Could you put the lines of the rows below into a JSON list of strings, one string per line with blank lines left out, starting from the line with "box every sea" and going through the end of the rows, both ends included?

═════ Input material

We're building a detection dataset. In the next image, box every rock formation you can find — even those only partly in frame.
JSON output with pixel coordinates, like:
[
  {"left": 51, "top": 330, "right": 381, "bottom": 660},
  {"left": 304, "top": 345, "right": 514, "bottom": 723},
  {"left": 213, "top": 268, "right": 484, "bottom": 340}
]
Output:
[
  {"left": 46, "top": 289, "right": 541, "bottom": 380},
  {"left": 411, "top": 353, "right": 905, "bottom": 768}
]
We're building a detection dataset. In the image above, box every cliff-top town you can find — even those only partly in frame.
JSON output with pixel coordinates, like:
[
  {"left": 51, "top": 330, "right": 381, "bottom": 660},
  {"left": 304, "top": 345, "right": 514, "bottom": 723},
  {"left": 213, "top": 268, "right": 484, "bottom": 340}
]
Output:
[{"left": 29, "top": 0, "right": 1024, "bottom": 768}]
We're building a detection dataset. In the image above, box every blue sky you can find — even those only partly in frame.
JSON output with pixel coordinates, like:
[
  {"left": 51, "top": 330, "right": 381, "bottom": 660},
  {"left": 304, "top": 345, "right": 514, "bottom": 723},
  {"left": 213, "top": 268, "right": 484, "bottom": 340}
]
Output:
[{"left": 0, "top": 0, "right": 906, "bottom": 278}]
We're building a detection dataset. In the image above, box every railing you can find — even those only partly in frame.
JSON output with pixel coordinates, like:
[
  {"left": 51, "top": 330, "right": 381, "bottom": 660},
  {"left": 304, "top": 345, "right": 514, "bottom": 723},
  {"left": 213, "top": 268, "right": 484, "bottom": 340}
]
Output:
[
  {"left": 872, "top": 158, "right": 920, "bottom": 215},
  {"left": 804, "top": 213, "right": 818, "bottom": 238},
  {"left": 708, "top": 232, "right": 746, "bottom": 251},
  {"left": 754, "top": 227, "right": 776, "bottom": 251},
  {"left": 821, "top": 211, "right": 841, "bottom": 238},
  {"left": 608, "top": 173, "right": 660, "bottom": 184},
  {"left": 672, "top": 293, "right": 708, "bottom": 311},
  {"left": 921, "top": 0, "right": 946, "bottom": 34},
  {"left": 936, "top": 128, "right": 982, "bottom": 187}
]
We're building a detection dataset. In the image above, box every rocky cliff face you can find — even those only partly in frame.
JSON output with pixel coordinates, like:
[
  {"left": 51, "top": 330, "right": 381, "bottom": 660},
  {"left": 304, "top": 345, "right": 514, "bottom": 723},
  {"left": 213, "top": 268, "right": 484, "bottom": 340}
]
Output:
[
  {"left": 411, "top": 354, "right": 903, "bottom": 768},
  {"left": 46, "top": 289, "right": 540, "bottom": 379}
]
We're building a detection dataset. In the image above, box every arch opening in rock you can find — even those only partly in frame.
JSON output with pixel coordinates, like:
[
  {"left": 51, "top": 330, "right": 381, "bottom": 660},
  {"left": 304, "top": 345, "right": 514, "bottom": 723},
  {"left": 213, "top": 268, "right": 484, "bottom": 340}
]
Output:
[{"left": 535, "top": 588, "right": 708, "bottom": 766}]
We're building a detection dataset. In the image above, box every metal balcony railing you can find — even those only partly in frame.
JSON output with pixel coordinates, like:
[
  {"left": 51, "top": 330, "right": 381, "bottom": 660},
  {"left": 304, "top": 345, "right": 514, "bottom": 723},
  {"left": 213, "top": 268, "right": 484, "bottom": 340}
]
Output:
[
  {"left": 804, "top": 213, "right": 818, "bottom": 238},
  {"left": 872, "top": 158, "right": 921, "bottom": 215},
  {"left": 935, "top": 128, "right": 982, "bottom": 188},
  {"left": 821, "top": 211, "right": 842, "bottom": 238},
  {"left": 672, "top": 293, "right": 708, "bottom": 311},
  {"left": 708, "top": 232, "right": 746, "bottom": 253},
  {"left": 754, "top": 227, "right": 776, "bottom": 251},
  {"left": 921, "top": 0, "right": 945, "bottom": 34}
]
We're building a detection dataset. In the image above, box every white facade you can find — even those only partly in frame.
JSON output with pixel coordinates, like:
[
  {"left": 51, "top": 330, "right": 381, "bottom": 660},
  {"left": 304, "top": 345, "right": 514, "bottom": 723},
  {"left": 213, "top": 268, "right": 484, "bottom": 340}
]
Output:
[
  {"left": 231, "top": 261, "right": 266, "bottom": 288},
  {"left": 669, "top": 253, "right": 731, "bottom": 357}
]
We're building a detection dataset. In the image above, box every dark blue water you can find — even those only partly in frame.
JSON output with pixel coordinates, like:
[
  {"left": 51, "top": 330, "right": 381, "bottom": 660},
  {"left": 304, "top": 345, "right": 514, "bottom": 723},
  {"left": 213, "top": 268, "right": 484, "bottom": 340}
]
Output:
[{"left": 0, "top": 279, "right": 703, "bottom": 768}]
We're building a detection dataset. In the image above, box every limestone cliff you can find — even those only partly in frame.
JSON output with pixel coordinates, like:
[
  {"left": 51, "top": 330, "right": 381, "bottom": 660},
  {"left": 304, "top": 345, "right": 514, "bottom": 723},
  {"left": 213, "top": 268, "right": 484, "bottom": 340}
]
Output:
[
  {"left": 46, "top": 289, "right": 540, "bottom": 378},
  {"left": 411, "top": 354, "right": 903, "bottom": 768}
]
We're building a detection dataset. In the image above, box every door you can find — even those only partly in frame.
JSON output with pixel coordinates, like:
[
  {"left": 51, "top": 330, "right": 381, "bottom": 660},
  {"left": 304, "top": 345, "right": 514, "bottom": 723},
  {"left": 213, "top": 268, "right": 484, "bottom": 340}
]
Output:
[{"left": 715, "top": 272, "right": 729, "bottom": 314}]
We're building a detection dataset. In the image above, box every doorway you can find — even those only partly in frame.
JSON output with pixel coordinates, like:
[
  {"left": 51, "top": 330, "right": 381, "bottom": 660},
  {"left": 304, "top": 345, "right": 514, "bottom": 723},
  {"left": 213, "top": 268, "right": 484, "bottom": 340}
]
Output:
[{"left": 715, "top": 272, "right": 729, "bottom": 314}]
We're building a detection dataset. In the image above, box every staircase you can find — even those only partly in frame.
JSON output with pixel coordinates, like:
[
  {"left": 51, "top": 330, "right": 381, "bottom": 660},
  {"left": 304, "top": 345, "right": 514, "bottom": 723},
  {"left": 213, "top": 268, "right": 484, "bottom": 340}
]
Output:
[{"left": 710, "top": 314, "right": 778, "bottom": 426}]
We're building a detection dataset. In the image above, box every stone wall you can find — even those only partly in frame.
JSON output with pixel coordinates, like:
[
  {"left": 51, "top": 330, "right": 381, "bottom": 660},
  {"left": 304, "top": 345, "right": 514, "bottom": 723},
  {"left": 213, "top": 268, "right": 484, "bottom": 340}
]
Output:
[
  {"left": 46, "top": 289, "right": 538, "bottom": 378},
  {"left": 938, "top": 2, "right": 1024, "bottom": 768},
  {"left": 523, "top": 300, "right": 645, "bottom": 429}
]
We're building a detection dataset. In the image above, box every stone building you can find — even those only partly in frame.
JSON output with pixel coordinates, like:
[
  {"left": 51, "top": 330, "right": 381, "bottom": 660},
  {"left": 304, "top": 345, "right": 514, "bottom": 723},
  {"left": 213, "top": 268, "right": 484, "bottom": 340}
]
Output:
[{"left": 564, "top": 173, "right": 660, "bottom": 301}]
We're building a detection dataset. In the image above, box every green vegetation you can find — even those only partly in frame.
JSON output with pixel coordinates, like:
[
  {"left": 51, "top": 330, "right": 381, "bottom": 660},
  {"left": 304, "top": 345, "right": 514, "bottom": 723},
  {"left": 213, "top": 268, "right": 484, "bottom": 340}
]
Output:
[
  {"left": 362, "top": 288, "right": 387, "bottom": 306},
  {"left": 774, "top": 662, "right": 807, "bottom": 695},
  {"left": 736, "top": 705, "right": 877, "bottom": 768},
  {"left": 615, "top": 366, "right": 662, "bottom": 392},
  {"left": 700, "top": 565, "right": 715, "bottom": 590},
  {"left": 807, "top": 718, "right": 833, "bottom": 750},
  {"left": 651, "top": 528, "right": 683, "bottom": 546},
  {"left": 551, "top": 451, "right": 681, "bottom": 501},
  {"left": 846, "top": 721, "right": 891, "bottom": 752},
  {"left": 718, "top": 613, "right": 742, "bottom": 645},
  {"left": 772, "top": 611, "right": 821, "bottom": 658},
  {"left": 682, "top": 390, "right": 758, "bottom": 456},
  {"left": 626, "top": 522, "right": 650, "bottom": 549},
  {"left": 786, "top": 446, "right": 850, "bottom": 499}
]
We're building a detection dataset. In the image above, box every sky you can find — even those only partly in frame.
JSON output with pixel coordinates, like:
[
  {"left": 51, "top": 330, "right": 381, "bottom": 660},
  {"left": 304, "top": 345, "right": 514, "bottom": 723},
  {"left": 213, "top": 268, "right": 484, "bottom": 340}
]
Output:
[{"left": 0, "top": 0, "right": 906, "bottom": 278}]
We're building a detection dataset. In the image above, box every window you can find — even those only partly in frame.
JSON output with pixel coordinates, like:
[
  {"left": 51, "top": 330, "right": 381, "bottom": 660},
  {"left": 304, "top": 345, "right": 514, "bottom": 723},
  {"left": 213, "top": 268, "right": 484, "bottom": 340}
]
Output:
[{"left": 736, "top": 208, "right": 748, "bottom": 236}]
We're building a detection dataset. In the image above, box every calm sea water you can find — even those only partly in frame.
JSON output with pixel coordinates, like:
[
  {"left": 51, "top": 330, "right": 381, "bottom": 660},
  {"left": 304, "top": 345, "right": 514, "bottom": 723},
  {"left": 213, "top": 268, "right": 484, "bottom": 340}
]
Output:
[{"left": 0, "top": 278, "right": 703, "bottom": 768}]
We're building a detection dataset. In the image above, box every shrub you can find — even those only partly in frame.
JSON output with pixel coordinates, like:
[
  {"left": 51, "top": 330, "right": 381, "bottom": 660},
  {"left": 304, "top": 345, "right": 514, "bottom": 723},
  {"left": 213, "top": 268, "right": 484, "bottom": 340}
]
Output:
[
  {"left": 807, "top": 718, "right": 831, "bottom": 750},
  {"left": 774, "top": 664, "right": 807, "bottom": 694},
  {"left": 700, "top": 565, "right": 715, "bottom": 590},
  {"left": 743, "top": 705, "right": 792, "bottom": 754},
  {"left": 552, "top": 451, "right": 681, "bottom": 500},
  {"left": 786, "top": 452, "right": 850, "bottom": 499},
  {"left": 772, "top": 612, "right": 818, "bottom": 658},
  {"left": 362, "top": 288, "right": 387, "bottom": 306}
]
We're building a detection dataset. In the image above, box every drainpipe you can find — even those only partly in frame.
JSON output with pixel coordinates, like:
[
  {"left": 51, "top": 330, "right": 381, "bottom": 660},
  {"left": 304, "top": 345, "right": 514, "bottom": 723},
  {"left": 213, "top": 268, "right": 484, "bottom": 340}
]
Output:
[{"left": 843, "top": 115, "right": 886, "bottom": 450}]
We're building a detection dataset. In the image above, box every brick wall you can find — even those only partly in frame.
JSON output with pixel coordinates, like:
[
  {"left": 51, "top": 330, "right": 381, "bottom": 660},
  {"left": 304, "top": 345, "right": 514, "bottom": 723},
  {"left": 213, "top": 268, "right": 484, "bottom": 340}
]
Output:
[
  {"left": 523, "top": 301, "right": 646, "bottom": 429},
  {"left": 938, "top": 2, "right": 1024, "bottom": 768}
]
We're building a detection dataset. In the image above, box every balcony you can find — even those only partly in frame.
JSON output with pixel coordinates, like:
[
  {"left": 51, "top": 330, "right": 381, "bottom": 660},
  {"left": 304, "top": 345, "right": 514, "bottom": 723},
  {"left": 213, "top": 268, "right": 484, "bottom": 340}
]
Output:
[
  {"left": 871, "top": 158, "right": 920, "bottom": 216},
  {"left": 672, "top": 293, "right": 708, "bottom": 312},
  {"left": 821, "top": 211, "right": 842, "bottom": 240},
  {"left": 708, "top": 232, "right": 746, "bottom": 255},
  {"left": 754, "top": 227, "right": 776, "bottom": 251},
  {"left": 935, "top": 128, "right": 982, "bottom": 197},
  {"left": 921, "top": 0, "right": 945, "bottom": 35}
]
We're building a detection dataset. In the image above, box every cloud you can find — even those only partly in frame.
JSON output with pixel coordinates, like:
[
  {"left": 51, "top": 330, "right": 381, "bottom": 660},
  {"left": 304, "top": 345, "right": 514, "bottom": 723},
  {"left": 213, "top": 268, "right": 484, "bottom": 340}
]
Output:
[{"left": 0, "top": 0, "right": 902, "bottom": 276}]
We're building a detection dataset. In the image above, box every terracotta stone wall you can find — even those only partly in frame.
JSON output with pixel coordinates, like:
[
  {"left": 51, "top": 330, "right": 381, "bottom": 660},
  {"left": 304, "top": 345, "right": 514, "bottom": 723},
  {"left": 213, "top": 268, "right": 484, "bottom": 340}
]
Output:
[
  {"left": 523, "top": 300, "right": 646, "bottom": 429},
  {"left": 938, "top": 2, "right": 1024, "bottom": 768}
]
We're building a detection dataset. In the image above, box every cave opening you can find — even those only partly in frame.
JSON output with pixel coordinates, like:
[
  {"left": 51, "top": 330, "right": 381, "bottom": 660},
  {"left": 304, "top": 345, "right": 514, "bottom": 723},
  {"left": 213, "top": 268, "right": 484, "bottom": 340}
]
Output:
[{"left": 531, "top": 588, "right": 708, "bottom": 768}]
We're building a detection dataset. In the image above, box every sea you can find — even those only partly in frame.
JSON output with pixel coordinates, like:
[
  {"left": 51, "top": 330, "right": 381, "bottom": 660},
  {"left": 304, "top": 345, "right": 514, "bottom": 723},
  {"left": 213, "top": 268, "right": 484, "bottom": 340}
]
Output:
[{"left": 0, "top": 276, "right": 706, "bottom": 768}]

══════════

▸ Solution for this problem:
[
  "We're building a detection dataset. In the image above, box every sea you can find — even those only partly in frame.",
  "JSON output with pixel coordinates, like:",
  "[",
  "  {\"left\": 51, \"top\": 330, \"right\": 381, \"bottom\": 660},",
  "  {\"left\": 304, \"top\": 345, \"right\": 514, \"bottom\": 723},",
  "  {\"left\": 213, \"top\": 268, \"right\": 484, \"bottom\": 340}",
  "]",
  "Output:",
  "[{\"left\": 0, \"top\": 276, \"right\": 706, \"bottom\": 768}]"
]